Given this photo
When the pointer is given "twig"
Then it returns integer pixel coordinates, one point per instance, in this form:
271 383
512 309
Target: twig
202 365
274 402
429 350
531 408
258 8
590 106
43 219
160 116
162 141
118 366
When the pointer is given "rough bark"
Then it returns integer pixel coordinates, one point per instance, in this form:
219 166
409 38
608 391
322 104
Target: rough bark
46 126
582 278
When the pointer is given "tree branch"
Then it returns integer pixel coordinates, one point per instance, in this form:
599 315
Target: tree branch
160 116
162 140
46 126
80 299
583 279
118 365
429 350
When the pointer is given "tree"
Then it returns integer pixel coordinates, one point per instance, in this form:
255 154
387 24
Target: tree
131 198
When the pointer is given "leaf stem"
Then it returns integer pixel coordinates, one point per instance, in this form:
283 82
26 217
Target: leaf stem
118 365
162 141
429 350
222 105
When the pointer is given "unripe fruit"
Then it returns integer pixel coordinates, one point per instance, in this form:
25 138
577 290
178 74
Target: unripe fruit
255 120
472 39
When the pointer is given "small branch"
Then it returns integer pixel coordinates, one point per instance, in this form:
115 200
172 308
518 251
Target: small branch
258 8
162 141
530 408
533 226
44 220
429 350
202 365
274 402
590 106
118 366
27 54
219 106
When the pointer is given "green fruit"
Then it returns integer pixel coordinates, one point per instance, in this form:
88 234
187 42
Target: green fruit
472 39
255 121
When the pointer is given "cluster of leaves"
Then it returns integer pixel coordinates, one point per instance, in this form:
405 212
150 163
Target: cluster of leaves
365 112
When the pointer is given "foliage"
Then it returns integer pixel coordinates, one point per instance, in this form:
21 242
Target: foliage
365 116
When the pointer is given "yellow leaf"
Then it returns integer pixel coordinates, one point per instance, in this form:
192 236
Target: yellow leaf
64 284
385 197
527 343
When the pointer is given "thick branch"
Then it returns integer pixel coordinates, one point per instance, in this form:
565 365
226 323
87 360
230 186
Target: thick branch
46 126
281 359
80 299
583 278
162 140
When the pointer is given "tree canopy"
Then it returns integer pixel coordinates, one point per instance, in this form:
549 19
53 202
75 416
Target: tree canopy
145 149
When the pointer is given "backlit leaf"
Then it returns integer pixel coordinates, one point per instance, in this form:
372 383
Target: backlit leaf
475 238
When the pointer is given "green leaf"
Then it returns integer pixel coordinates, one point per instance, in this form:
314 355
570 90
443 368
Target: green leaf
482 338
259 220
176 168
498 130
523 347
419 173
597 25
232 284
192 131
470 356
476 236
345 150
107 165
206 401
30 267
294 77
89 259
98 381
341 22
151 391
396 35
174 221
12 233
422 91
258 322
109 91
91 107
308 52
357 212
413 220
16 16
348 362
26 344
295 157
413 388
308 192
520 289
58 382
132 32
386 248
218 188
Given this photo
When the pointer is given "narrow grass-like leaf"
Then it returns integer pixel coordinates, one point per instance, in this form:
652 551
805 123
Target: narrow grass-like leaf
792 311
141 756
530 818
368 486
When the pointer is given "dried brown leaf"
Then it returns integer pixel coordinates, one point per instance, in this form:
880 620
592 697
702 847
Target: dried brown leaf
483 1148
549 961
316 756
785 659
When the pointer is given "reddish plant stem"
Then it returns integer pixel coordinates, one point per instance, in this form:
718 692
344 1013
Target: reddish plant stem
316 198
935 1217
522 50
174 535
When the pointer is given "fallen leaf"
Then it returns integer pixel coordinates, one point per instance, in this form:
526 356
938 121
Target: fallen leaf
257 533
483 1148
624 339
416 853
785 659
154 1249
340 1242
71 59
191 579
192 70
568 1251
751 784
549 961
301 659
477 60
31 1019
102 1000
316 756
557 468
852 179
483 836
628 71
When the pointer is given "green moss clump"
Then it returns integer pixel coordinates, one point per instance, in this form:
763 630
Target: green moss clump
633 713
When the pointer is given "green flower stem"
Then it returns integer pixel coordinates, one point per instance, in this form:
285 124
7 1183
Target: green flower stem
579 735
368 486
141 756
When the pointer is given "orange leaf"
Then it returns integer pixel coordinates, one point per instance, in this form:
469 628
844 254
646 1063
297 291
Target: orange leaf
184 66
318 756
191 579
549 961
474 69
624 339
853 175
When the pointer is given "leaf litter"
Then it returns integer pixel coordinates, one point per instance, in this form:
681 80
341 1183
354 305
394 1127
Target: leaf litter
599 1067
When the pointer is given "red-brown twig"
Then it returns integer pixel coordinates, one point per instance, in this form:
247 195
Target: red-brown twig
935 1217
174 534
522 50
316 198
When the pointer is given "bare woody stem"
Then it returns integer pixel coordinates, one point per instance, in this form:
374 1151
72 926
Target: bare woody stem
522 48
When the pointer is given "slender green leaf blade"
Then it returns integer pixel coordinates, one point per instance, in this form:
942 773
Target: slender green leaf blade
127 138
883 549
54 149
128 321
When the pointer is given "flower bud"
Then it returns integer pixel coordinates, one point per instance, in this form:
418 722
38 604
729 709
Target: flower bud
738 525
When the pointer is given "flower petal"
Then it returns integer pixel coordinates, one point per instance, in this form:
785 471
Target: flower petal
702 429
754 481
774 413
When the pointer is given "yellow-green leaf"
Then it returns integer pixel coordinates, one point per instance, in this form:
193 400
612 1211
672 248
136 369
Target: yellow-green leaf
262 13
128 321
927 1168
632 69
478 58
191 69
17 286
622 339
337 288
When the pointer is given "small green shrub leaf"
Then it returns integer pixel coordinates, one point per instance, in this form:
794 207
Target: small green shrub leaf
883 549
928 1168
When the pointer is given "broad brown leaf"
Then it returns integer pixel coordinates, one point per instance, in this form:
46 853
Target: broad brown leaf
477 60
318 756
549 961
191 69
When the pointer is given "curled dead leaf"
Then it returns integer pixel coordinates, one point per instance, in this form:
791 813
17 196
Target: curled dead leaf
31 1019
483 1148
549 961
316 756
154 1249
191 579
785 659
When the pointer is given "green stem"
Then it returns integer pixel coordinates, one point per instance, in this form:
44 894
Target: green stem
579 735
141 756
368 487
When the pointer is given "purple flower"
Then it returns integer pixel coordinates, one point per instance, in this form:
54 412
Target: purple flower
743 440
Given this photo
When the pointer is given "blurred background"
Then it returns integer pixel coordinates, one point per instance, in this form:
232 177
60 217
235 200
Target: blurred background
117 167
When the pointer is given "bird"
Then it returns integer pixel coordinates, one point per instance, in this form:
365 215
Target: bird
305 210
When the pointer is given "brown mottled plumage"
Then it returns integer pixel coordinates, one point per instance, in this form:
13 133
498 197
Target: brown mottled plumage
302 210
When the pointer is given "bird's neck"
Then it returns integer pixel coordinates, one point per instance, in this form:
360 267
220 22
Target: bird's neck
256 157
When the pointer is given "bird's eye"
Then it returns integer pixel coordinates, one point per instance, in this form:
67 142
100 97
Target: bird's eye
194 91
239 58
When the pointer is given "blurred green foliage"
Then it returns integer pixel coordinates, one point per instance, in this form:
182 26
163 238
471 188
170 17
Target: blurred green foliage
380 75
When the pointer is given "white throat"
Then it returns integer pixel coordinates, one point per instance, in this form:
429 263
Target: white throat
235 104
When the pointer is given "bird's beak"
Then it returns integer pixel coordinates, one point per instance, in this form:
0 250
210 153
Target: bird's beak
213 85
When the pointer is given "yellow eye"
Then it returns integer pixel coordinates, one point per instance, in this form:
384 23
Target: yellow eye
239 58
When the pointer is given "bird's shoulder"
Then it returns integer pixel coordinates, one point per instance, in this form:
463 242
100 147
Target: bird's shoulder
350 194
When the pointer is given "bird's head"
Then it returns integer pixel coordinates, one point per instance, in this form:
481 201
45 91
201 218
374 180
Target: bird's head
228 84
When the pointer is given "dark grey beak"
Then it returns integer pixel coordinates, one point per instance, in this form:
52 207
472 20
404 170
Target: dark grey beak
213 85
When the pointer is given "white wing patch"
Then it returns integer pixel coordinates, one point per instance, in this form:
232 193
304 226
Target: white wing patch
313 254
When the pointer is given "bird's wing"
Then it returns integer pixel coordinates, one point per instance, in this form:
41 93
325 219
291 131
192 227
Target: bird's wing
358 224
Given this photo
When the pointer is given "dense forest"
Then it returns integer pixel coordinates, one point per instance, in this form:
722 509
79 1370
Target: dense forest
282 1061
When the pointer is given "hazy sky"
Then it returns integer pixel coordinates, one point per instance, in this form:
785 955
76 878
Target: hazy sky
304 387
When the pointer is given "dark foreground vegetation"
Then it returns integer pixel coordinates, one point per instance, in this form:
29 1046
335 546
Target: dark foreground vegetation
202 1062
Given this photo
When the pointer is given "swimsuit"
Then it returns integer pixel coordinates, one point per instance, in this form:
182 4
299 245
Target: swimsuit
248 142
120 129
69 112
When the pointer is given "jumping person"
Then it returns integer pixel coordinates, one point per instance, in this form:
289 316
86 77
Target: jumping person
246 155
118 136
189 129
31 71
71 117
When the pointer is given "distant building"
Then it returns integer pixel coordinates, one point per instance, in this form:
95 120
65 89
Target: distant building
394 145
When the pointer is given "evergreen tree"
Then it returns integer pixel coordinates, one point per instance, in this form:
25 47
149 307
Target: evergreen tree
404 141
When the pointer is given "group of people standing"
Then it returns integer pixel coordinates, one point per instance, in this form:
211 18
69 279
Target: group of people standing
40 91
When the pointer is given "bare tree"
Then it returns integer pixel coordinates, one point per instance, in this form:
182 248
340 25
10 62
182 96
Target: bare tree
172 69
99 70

----------------

*STATED GOAL*:
Please locate every line in the listing above that contains the word "head" and copy each one out. Case counts.

*OUTPUT OF THE TASK*:
When the pointer is given "bird's head"
Target: bird's head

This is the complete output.